What the task requires: From the material below, copy every line in which the word "microphone" occurs.

*** Begin section ***

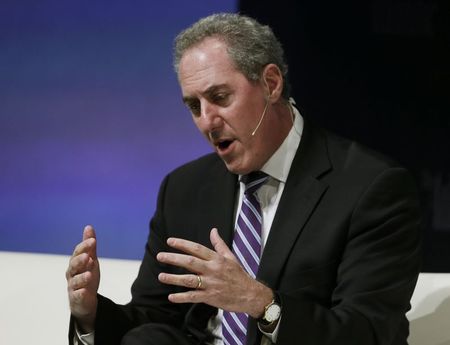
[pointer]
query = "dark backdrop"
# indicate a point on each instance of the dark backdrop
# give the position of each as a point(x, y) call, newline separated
point(377, 72)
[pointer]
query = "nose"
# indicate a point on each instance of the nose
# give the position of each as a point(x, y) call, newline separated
point(210, 118)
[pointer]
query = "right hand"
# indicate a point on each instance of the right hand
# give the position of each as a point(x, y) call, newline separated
point(83, 279)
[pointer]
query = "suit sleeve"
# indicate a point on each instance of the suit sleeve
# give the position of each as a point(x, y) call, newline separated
point(376, 275)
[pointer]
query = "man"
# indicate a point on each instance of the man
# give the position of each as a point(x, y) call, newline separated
point(329, 253)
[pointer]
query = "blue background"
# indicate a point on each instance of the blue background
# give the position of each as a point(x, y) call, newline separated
point(91, 119)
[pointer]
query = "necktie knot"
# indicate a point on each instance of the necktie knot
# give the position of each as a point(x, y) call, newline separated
point(254, 181)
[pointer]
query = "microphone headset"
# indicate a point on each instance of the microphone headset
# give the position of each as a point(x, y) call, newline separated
point(264, 111)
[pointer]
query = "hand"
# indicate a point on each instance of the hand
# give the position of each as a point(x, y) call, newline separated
point(225, 284)
point(83, 279)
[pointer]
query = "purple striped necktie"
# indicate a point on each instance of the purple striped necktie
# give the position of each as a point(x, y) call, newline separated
point(247, 248)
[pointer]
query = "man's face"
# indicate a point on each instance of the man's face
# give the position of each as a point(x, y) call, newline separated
point(226, 107)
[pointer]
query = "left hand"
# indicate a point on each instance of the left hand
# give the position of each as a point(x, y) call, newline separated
point(225, 284)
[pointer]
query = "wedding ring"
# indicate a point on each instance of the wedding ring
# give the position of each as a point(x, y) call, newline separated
point(199, 282)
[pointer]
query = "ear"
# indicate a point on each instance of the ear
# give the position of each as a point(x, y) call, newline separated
point(272, 79)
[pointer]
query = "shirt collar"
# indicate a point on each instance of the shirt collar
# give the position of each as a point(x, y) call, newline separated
point(280, 162)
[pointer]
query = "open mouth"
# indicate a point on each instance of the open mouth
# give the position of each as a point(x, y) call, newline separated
point(223, 145)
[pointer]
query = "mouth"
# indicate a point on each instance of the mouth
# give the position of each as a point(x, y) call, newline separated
point(223, 146)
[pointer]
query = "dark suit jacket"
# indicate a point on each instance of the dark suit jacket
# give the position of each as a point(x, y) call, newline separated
point(343, 251)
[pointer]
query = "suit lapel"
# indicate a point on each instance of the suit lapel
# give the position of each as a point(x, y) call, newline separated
point(217, 199)
point(301, 195)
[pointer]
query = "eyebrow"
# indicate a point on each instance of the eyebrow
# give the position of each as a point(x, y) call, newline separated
point(208, 92)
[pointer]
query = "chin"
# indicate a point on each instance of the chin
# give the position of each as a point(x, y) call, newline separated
point(239, 169)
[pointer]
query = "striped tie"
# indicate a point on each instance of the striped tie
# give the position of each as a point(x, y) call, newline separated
point(247, 248)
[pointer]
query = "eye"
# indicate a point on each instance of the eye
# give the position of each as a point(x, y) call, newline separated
point(194, 107)
point(220, 98)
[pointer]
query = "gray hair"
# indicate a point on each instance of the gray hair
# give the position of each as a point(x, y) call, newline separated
point(251, 45)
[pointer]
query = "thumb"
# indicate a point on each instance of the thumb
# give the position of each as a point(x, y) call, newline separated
point(219, 244)
point(89, 232)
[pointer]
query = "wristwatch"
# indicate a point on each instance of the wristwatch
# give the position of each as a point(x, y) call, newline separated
point(272, 312)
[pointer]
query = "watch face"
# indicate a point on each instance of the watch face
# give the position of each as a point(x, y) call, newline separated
point(272, 313)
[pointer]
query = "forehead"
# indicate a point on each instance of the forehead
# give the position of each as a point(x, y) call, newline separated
point(205, 65)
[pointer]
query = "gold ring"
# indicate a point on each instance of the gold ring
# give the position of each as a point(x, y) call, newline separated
point(199, 282)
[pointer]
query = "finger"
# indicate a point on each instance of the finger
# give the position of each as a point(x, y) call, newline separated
point(191, 248)
point(189, 262)
point(78, 264)
point(80, 281)
point(87, 246)
point(191, 296)
point(191, 281)
point(89, 232)
point(219, 244)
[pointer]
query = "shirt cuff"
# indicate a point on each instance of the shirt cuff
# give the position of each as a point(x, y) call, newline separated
point(83, 339)
point(272, 336)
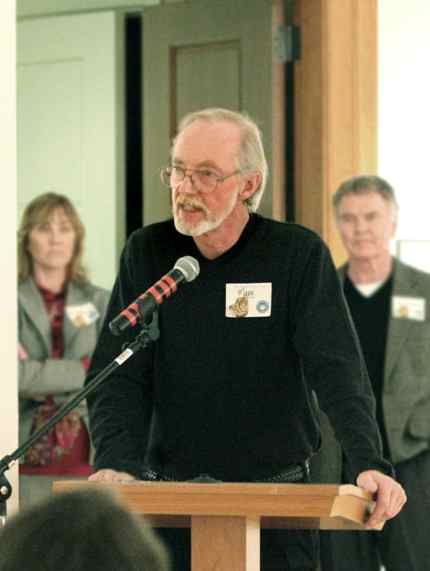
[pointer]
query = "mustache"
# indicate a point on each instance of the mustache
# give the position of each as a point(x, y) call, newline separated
point(191, 202)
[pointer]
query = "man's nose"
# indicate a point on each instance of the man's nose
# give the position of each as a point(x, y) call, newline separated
point(187, 184)
point(361, 225)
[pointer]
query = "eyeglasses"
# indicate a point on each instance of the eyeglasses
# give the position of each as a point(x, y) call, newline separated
point(203, 180)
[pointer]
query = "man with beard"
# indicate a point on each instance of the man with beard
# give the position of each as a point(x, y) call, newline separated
point(226, 392)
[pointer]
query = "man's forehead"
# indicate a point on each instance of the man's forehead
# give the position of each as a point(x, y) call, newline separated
point(219, 136)
point(366, 200)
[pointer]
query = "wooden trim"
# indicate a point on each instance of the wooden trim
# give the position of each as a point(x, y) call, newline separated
point(336, 121)
point(278, 122)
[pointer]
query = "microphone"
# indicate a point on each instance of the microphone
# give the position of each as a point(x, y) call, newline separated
point(185, 269)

*** End section ***

Written answer:
query = "microphone headset"
# indicate a point on each instance of the microphone headset
query = "microphone"
# indicate a point on each instance of the microphone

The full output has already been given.